== Work to complete ==
Return every record verbatim.

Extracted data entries
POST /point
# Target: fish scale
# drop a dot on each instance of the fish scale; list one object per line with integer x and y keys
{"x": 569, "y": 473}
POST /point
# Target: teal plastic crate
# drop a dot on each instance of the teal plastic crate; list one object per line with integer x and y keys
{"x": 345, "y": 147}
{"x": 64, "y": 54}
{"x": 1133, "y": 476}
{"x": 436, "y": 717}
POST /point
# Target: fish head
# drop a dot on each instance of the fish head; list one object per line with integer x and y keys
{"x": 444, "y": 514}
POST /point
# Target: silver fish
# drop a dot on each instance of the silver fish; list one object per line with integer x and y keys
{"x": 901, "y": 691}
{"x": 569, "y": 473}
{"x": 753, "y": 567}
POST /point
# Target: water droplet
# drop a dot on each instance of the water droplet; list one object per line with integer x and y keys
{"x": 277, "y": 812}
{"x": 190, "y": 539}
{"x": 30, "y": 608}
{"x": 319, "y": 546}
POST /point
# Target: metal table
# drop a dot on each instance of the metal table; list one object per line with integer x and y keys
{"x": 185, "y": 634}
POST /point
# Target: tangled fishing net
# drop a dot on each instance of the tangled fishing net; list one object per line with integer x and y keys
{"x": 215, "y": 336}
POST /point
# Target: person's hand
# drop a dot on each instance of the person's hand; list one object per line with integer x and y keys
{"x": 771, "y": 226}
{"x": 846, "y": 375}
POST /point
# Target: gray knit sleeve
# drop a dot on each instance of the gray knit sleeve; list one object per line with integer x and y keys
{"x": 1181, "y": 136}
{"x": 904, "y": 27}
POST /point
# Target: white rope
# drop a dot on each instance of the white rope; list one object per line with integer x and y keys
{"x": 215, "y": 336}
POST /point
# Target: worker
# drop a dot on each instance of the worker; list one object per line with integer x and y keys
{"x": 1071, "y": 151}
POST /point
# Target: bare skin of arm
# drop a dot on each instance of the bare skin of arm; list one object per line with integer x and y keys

== Exercise result ==
POST /point
# Target: fish scale
# drop a dot on each instance of the fish scale; list one object per line with integer x and y keys
{"x": 569, "y": 473}
POST /point
# Target: teal plastic crate
# drop a dot on each instance of the teal plastic crate; list one object per line with integer x and y keys
{"x": 345, "y": 147}
{"x": 64, "y": 54}
{"x": 1133, "y": 476}
{"x": 436, "y": 717}
POST /point
# Target: fish head
# drop a dot on each instance of the fish head; list one object per line with integer x and y keys
{"x": 444, "y": 514}
POST /point
# Target: silver fish
# drop a dot on each instance of the silver fish; list one object per line with integer x and y keys
{"x": 901, "y": 691}
{"x": 569, "y": 473}
{"x": 753, "y": 567}
POST /point
# Target: water droplet
# drop a dot on each instance of the water droplet; list one object per line with integer x and y keys
{"x": 277, "y": 812}
{"x": 190, "y": 539}
{"x": 30, "y": 608}
{"x": 319, "y": 546}
POST /point
# Target: metal table
# drop a dot on each instance of the metal table; list one object per line with integer x and y keys
{"x": 185, "y": 634}
POST /point
# Target: tangled fishing net
# drop a dot on each instance of the tangled fishing net; list one object per line with integer x and y keys
{"x": 215, "y": 336}
POST /point
# Target: person's hand
# drop a dot on each instance of the person's hand; list one object per line with integer x and y keys
{"x": 771, "y": 226}
{"x": 846, "y": 375}
POST /point
# Target: gray knit sleeve
# drop a dot on each instance of the gray knit sleeve; list one object per line with integer x and y keys
{"x": 1181, "y": 136}
{"x": 904, "y": 27}
POST /point
# Target: white rope
# drop a dot on each instance of the white rope; list one object per line with integer x and y keys
{"x": 215, "y": 336}
POST /point
# Target: worker
# drop a dot on each instance of the worker; list one object per line with integer x and y keys
{"x": 1071, "y": 151}
POST /point
# Target: bare skin of arm
# drop a dot on each instance of the bare skin of arm; list one object per line with integer x and y keys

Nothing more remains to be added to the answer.